§ **ページ本文**:
# # # #

「COVID-19関連の規制状況及び入国規制並びに労働組合及びストライキに関する法制度の概要」 TNY Group Newsletter No.20
第1.各国の国内のCOVID-19関連の規制状況及び入国規制 |
1.日本
現在、緊急事態宣言やまん延防止等重点措置は出されていませんが、政府からは、感染再拡大防止のための取り組みとして、引き続き、飲食店等に対する制限(感染拡大が見られる場合の時短営業や人数制限)、施設の使用制限等、イベント等の開催制限(人数制限、感染防止の取り組み)、外出・移動、職場への出勤等(テレワークや時差出勤、感染防止の取り組み等)が求められています(新型コロナウイルス感染症対策(内閣官房HP))。
1.2 入国規制
オミクロン株に対する水際措置の強化として、これまでの緩和措置が停止され、外国人の新規入国停止など、新たな措置が取れられています。

# # # #

§ **取り組む課題**: 上のページ本文の「1.日本」の項で、感染再拡大防止のための取り組みとして政府が求めている事項をすべて挙げなさい。

§ **データセットのレコード**:
# # # #

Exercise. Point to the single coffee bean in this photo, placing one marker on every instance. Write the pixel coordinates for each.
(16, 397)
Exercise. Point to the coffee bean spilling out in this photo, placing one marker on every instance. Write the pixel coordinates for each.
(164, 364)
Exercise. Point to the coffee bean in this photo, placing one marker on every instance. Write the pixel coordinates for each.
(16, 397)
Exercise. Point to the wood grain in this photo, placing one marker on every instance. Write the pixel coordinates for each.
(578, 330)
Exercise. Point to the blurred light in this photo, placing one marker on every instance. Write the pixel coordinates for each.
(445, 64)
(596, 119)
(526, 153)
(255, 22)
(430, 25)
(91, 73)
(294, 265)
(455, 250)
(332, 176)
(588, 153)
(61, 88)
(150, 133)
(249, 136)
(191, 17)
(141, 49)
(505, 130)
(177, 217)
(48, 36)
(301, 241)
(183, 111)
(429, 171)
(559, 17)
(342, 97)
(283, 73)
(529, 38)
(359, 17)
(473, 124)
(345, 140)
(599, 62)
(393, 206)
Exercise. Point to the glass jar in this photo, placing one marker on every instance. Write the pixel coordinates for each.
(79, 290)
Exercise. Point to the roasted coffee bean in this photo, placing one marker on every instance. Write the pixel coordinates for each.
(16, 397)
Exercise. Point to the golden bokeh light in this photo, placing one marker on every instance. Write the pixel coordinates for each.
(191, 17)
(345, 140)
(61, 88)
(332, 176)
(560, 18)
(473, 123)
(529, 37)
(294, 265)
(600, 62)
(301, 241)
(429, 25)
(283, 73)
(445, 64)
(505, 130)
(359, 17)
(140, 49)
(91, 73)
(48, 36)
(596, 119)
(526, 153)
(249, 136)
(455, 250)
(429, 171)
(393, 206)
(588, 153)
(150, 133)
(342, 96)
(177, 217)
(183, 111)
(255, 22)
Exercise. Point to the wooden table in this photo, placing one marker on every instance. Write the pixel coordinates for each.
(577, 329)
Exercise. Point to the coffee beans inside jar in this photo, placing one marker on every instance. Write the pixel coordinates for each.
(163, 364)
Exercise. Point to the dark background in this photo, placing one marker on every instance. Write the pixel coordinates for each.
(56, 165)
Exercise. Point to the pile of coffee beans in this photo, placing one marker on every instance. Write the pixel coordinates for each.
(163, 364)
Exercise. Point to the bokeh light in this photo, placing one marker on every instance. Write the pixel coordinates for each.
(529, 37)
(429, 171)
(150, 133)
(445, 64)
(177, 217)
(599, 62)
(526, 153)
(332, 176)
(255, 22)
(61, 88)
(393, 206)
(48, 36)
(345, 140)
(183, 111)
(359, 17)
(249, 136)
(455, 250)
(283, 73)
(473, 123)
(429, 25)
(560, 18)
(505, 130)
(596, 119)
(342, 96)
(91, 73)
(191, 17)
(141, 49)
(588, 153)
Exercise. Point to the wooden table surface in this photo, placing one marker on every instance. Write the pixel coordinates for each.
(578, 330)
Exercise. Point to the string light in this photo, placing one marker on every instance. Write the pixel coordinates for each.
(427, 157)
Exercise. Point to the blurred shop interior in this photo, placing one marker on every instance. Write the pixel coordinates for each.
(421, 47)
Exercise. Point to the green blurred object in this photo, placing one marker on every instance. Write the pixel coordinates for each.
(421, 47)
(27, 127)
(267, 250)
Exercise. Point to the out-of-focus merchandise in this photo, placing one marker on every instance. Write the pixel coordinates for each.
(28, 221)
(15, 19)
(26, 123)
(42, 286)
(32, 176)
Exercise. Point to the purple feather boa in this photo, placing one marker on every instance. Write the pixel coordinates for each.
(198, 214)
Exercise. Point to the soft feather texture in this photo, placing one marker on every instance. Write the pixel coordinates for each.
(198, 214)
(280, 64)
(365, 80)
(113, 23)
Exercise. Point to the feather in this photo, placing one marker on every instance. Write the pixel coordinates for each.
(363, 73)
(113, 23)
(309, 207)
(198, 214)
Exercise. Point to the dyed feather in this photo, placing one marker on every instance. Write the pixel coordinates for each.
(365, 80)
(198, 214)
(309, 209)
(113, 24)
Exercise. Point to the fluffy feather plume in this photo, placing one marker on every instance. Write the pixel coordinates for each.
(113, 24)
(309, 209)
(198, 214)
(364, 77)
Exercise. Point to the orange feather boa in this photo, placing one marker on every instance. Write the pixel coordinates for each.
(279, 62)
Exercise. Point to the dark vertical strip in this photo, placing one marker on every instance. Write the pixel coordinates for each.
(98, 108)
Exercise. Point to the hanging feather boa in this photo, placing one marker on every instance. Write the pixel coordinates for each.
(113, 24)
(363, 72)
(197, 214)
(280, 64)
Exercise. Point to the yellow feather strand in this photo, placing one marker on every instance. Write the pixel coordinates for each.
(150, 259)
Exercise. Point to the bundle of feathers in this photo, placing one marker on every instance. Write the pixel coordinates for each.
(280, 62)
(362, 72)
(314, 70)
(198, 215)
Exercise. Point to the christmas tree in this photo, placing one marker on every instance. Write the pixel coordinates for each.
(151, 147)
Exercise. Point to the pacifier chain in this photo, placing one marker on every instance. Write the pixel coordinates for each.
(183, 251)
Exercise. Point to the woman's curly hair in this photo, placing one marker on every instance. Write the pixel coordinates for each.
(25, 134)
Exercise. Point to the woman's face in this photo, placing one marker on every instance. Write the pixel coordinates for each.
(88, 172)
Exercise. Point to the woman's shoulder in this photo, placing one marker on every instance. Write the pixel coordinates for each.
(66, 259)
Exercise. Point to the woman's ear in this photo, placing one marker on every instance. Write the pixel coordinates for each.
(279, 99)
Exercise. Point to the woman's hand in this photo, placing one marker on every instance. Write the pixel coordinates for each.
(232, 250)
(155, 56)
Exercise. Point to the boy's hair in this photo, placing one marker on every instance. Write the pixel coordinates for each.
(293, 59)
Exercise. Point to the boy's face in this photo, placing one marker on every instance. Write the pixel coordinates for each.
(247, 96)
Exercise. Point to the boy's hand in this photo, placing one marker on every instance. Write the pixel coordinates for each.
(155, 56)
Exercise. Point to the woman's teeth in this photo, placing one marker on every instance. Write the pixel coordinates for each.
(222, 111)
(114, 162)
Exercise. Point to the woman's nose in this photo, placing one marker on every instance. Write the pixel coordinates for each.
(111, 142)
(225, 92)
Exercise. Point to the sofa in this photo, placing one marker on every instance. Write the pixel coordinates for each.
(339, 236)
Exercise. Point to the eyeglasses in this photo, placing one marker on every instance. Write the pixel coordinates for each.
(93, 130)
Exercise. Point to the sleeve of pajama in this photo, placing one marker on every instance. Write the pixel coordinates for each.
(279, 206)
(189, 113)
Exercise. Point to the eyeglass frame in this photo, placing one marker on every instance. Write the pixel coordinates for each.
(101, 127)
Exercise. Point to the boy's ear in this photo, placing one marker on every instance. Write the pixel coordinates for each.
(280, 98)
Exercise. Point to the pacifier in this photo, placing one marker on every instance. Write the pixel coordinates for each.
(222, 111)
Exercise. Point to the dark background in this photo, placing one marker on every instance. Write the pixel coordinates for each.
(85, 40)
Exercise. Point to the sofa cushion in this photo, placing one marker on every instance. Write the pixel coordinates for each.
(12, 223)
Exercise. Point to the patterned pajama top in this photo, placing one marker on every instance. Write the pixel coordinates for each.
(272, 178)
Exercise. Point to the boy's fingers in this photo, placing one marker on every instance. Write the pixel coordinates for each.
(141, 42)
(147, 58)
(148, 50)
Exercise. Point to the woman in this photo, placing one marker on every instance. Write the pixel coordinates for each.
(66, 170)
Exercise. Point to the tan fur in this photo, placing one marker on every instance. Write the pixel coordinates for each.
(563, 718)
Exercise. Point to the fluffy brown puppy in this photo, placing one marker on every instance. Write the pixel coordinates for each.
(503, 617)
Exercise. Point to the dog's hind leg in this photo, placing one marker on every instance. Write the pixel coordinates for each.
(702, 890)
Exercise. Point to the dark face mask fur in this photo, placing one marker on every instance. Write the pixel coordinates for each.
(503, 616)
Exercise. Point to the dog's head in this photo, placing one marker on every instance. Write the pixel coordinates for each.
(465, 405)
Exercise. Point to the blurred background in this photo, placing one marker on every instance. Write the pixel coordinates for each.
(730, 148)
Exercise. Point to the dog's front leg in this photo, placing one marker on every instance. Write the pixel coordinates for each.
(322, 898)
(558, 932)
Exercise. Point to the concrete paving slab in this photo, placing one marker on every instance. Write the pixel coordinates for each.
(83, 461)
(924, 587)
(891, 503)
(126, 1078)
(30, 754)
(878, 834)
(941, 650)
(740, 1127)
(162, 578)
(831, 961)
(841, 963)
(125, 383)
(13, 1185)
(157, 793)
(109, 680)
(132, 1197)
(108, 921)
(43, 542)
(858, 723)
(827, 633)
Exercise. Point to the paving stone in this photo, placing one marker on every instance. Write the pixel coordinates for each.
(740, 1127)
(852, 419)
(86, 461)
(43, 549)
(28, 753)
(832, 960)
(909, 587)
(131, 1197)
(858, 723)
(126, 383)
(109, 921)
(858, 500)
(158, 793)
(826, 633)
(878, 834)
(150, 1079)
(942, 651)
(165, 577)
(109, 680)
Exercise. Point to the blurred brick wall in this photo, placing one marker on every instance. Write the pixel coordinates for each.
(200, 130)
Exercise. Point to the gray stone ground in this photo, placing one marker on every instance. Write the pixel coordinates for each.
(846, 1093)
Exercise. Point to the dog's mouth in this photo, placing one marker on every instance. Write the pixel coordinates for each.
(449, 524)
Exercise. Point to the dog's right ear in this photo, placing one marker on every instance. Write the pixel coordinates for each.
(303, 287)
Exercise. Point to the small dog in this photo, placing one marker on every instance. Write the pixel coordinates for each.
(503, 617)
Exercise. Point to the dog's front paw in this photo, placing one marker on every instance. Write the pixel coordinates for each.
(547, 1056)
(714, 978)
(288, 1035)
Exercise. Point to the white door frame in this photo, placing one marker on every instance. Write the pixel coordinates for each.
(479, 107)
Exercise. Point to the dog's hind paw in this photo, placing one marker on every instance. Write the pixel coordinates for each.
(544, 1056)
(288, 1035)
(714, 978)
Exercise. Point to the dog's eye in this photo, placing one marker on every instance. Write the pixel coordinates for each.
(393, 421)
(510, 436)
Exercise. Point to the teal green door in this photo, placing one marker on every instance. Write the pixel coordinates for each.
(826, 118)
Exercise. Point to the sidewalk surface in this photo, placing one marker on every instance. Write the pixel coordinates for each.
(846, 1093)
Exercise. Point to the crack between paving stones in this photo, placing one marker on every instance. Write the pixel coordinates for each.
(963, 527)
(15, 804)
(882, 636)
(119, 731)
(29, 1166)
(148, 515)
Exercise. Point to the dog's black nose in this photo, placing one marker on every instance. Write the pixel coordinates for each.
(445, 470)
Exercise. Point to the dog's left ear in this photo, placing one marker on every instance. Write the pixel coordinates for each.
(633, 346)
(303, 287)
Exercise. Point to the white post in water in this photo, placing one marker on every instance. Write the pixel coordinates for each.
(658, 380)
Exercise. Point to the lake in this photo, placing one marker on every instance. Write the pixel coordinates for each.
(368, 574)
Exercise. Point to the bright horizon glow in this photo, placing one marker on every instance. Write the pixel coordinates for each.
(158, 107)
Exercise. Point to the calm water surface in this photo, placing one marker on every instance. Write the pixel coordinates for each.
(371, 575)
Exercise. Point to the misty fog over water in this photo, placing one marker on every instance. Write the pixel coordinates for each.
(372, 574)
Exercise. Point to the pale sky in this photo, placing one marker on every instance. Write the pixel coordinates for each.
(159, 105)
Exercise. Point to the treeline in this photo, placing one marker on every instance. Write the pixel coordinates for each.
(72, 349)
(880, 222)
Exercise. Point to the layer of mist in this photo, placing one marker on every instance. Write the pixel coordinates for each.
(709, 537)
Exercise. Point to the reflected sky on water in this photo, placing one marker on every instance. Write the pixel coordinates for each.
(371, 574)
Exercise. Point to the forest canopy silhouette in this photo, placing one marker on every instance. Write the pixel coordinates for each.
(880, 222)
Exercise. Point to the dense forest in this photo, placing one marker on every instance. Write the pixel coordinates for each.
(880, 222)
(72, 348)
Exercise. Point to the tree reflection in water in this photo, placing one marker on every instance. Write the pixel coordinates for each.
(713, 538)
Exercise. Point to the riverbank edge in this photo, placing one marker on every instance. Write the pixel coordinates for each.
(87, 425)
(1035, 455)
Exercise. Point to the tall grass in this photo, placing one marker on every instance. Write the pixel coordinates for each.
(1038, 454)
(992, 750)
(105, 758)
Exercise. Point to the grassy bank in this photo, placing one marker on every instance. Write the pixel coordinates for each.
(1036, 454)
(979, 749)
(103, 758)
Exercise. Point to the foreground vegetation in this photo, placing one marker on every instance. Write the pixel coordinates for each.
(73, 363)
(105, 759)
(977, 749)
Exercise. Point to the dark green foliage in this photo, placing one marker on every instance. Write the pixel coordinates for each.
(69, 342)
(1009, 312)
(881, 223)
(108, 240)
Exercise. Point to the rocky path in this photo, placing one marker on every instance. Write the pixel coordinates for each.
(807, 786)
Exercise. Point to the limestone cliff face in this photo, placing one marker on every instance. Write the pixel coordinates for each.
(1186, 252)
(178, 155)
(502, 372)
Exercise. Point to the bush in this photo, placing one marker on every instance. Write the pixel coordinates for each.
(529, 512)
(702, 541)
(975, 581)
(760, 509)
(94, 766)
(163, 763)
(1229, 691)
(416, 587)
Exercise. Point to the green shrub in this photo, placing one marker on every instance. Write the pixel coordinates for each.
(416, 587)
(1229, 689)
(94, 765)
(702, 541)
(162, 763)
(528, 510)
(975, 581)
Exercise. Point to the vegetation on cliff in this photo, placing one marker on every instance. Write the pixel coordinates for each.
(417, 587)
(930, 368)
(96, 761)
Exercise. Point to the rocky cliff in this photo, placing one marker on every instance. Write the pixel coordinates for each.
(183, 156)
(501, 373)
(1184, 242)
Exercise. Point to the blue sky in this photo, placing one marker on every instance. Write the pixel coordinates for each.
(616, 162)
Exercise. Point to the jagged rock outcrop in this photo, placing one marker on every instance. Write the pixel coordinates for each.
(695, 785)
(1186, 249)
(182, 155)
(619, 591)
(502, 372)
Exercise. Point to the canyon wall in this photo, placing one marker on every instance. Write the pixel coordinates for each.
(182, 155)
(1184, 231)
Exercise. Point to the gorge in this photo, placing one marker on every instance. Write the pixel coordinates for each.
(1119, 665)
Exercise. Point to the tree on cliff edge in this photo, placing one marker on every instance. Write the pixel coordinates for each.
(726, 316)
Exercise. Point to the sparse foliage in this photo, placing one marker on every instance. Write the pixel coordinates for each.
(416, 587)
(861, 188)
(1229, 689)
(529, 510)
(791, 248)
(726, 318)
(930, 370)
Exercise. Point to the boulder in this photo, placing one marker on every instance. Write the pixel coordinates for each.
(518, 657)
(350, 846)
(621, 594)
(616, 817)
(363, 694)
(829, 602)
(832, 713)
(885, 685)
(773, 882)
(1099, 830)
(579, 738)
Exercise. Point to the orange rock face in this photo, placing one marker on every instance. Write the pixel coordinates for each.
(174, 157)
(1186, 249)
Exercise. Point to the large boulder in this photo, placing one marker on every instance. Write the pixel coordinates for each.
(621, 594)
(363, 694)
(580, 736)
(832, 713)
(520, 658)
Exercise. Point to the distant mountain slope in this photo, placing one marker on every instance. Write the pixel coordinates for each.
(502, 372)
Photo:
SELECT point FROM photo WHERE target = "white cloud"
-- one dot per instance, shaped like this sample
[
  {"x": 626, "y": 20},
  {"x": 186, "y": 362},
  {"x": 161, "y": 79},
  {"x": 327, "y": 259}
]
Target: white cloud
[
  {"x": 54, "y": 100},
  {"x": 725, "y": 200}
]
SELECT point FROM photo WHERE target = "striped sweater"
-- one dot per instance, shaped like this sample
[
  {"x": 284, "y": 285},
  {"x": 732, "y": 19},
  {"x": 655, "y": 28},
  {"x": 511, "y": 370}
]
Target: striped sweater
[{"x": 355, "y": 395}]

# # # #

§ **解答例**:
・飲食店等に対する制限(感染拡大が見られる場合の時短営業や人数制限)
・施設の使用制限等
・イベント等の開催制限(人数制限、感染防止の取り組み)
・外出・移動
・職場への出勤等(テレワークや時差出勤、感染防止の取り組み等)